Entries shown Block Start

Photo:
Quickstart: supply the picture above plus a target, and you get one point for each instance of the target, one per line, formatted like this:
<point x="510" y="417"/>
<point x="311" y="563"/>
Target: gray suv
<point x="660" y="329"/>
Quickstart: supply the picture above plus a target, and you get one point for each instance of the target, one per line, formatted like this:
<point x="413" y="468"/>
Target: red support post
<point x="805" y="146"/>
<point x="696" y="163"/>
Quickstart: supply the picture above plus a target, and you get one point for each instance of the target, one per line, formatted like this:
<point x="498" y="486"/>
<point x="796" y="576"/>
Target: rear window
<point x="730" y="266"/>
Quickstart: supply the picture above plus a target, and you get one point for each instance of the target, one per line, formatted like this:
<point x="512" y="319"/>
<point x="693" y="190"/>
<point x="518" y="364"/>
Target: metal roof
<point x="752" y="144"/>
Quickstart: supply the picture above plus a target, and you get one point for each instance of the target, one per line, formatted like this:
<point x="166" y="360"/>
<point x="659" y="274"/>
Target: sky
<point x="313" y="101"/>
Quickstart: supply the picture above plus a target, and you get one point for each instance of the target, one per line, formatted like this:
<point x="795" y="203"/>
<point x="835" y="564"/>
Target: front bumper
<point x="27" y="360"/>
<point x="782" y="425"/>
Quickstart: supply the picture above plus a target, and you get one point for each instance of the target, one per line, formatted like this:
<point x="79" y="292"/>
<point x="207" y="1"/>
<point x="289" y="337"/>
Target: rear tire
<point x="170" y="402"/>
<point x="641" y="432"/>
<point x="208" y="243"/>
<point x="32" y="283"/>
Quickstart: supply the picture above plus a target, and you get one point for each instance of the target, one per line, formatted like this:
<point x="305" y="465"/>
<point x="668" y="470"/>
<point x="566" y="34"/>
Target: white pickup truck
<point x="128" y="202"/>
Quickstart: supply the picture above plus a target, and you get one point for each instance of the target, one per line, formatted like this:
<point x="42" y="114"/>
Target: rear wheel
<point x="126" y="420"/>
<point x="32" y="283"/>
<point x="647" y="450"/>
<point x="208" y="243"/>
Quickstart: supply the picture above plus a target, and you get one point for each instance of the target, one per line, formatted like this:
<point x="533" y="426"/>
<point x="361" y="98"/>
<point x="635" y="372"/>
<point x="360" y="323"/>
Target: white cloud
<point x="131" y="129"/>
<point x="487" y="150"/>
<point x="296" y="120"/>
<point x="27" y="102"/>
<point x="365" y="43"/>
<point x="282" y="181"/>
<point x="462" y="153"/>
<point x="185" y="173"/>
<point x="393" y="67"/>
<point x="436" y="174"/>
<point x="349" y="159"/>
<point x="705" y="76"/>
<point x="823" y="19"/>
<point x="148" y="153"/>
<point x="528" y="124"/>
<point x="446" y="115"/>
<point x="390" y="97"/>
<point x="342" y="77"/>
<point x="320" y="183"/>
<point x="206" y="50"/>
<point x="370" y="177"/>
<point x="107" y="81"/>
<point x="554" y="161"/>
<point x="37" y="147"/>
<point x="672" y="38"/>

Entries shown Block End

- Requirement -
Copy down every record, keeping each one exact.

- Solved exercise -
Photo:
Quickstart: supply the picture above plus a target, and you get one point for each instance of the target, one per line, formatted like this:
<point x="510" y="417"/>
<point x="311" y="563"/>
Target: gray suv
<point x="660" y="329"/>
Quickstart: supply the picture above plus a target, and you get one point for each instance of the target, one per line, formatted like this:
<point x="413" y="468"/>
Target: red support post
<point x="805" y="146"/>
<point x="696" y="163"/>
Quickstart: supply the picture above plus a target, and you get one point for each instance of the target, one per line, formatted like this:
<point x="498" y="486"/>
<point x="796" y="576"/>
Target: rear window
<point x="730" y="266"/>
Quickstart: supply the picture above plus a target, and you get one point for each instance of the target, one per line, formatted like this:
<point x="512" y="319"/>
<point x="693" y="190"/>
<point x="518" y="364"/>
Target: metal roof
<point x="752" y="144"/>
Quickstart: supply the picture above plus a target, and you get one point for each instance of the target, one per line, formatted like this:
<point x="166" y="360"/>
<point x="659" y="274"/>
Target: sky
<point x="313" y="101"/>
Quickstart: supply the picture above plus a target, and you get one point for each instance of the target, one per line, formatted like this:
<point x="795" y="203"/>
<point x="835" y="564"/>
Target: front bumper
<point x="27" y="360"/>
<point x="782" y="425"/>
Quickstart: supply the picture above plus a target, and you get one point for each instance of the target, one per line, formatted like this:
<point x="79" y="292"/>
<point x="207" y="1"/>
<point x="289" y="337"/>
Target: rear tire
<point x="170" y="402"/>
<point x="641" y="432"/>
<point x="208" y="243"/>
<point x="32" y="283"/>
Quickstart: supply the picture above plus a target, and you get one point for each instance of the target, one per line, formatted like this:
<point x="305" y="465"/>
<point x="668" y="470"/>
<point x="566" y="34"/>
Target: white pickup truck
<point x="128" y="202"/>
Quickstart: supply the picture above plus a target, and you get one point for each instance of the target, one per line, formatted like this:
<point x="42" y="114"/>
Target: rear wheel
<point x="126" y="420"/>
<point x="32" y="283"/>
<point x="647" y="450"/>
<point x="208" y="243"/>
Quickstart: supply the picture above plus a target, and you get one point for each instance of the target, one per line, formatted like this:
<point x="533" y="426"/>
<point x="361" y="98"/>
<point x="635" y="372"/>
<point x="360" y="323"/>
Target: white cloud
<point x="131" y="129"/>
<point x="487" y="150"/>
<point x="296" y="120"/>
<point x="27" y="102"/>
<point x="365" y="43"/>
<point x="282" y="181"/>
<point x="462" y="153"/>
<point x="185" y="173"/>
<point x="393" y="67"/>
<point x="436" y="174"/>
<point x="349" y="159"/>
<point x="705" y="76"/>
<point x="823" y="19"/>
<point x="148" y="153"/>
<point x="528" y="124"/>
<point x="446" y="115"/>
<point x="390" y="97"/>
<point x="342" y="77"/>
<point x="320" y="183"/>
<point x="206" y="50"/>
<point x="370" y="177"/>
<point x="107" y="81"/>
<point x="554" y="161"/>
<point x="37" y="147"/>
<point x="672" y="38"/>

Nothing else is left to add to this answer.